* [PROBLEM TO SOLVE]
Work through the records below and copy every line that includes "form".

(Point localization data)
-*-*-

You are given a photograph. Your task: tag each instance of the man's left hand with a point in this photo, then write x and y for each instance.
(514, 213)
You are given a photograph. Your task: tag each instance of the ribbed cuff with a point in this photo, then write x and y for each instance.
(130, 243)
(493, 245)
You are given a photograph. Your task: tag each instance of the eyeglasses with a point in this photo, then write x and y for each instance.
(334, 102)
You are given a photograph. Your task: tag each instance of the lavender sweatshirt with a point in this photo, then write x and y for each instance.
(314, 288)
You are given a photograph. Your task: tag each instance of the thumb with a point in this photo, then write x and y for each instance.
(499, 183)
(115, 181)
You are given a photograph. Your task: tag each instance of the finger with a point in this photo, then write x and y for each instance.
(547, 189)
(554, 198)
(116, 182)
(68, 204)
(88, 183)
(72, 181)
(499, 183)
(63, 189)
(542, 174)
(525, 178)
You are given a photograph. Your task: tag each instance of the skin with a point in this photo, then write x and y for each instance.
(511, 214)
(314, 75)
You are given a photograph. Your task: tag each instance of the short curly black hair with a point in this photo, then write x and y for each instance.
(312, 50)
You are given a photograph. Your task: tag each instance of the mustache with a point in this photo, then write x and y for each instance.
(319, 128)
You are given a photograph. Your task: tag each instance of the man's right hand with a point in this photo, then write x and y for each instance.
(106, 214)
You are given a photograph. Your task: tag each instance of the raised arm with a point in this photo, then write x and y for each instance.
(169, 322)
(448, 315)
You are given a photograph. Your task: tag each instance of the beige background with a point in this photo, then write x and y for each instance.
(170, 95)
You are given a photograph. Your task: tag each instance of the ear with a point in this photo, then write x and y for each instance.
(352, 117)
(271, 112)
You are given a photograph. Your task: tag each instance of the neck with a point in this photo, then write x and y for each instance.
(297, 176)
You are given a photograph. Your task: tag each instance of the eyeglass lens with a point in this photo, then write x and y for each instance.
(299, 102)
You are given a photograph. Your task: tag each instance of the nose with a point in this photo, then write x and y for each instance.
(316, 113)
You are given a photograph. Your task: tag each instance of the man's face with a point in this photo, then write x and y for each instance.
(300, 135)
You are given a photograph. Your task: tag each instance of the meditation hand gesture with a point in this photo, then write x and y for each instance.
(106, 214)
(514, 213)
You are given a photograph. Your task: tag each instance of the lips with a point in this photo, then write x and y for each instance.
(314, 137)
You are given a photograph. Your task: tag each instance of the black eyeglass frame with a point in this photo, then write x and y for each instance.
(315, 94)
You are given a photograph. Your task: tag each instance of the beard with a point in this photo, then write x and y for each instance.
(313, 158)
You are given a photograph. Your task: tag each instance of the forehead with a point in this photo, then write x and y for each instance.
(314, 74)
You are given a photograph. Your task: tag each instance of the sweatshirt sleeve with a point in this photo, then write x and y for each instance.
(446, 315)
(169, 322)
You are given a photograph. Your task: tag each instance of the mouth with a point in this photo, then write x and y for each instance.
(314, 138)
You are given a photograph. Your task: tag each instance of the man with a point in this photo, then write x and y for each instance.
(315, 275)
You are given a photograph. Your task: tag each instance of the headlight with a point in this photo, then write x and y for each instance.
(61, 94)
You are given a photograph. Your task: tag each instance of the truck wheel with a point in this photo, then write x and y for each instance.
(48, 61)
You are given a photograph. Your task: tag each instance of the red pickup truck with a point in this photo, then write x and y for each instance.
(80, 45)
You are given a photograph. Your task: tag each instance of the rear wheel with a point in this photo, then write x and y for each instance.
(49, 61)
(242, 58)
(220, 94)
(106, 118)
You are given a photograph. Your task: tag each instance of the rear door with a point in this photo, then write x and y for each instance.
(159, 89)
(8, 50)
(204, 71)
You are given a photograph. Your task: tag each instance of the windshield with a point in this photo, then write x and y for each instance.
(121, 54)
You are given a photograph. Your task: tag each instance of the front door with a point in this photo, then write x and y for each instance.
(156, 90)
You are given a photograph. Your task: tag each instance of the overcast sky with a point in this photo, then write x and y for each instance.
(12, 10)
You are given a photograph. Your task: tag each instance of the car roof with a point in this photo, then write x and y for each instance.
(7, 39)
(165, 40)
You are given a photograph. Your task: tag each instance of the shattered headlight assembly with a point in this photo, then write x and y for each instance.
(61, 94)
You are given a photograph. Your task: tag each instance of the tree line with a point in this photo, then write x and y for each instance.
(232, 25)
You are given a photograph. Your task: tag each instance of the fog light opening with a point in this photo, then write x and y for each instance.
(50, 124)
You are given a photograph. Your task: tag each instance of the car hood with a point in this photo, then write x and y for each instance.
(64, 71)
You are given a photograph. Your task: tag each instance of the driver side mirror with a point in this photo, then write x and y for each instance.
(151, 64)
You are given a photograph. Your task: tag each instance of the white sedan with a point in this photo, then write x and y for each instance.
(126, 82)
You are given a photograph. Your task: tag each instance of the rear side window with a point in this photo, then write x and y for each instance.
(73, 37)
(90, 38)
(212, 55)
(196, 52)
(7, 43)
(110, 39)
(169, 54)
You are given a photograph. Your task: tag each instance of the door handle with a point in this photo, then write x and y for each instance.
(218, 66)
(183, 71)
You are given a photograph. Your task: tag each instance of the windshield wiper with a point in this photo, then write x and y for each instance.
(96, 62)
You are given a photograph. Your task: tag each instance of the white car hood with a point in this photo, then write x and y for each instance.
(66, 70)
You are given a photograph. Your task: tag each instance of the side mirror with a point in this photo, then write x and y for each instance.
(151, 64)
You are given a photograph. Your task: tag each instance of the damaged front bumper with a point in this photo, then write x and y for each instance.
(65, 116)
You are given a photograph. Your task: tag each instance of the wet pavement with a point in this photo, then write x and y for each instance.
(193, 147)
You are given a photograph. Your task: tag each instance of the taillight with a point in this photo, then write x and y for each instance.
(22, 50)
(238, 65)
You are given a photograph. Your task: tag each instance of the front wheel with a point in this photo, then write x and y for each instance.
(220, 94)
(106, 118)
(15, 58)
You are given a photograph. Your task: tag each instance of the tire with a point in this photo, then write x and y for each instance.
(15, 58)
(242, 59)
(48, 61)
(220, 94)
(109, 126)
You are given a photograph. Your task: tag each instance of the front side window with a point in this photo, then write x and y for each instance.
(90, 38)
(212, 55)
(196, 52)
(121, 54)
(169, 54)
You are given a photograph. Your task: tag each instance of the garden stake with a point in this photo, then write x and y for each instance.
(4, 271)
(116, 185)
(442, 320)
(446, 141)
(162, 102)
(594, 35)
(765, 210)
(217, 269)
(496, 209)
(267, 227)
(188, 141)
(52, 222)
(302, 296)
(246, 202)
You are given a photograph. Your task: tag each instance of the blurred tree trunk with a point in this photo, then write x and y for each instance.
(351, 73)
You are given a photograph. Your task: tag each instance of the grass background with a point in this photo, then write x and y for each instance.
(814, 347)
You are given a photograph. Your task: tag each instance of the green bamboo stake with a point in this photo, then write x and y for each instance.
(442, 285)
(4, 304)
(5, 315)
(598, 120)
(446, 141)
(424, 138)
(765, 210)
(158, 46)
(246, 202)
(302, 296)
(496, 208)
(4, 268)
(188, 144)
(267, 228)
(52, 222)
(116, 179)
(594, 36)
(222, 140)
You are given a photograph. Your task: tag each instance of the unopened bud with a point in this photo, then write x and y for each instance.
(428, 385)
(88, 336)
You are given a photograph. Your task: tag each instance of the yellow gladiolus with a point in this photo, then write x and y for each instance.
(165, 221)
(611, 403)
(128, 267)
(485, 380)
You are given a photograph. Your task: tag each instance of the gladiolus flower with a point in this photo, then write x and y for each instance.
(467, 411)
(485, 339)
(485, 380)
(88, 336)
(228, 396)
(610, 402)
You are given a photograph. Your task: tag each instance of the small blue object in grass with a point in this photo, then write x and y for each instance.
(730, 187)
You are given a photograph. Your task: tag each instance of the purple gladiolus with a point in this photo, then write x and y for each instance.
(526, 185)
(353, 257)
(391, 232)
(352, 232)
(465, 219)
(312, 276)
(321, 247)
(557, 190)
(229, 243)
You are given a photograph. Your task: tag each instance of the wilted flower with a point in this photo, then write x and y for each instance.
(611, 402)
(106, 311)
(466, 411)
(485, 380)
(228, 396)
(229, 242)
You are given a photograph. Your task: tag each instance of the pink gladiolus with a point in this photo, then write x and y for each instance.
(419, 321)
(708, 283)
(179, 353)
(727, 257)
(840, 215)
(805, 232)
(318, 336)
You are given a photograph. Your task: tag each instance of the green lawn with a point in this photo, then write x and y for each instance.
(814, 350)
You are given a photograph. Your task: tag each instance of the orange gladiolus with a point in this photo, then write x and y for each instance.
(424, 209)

-*-*-

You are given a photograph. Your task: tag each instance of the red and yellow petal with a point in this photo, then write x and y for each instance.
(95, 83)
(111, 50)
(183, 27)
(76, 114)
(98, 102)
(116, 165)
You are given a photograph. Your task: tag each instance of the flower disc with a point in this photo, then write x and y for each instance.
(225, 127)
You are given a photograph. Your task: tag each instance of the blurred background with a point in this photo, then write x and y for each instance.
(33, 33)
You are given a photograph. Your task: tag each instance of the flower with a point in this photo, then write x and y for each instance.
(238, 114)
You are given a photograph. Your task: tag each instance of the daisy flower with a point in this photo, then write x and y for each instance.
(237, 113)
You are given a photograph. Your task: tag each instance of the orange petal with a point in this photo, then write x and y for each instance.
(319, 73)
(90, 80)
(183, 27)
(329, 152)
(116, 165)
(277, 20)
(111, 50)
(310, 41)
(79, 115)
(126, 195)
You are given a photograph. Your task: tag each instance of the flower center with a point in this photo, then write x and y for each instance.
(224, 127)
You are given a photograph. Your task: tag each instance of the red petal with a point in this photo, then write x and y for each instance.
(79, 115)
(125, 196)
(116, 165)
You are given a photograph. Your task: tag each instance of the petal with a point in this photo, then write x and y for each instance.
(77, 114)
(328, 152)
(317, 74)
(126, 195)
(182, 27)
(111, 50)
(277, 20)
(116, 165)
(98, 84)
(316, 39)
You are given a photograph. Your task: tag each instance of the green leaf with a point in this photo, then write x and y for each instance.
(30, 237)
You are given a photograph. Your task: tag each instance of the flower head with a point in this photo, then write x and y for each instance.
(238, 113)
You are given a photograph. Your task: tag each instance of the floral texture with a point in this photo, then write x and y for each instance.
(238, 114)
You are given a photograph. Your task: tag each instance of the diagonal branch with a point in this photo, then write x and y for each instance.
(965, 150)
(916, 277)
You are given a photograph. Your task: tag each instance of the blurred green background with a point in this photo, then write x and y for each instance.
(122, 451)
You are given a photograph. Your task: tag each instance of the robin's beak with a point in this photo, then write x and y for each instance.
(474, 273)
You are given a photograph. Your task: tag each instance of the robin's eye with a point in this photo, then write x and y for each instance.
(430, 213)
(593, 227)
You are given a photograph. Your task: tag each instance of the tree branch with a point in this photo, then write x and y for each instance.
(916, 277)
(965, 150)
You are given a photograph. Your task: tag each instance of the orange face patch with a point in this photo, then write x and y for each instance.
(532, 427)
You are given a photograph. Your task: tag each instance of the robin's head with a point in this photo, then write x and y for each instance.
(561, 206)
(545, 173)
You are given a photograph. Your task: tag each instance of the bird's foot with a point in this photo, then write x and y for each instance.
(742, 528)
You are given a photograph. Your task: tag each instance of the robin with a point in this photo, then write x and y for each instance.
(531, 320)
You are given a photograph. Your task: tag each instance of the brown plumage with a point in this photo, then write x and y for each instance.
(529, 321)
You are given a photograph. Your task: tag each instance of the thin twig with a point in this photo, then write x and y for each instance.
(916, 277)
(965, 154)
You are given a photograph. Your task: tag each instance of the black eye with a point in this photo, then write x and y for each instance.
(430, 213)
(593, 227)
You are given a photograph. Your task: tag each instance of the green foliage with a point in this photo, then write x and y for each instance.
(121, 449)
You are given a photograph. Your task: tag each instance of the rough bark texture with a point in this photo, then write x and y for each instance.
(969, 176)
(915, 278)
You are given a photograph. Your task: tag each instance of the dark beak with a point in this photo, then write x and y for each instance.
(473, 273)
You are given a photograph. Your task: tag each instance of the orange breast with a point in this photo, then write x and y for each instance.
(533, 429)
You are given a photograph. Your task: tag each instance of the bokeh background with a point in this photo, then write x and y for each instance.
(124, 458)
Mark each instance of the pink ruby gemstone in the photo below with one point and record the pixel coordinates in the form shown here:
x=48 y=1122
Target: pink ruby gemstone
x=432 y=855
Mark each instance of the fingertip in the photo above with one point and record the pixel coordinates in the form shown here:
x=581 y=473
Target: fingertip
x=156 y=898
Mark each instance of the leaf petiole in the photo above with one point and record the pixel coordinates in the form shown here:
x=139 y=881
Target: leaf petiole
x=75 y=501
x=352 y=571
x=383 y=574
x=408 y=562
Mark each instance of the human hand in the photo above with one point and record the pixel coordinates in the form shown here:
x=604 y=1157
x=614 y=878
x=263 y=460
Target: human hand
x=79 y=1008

-*-*-

* [RESULT OF THE EXERCISE]
Mark each instance of the pink ruby gemstone in the photo below with one point and record the pixel coordinates in the form shown here:
Mark each instance of the fingertip in the photo above with one point and record the pixel coordinates in the form shown here:
Mark each instance of the leaf petiole in the photo above with one point and record the pixel coordinates in the form shown here:
Mark each instance of the human hand in the photo above with one point and record the pixel coordinates in the form shown here:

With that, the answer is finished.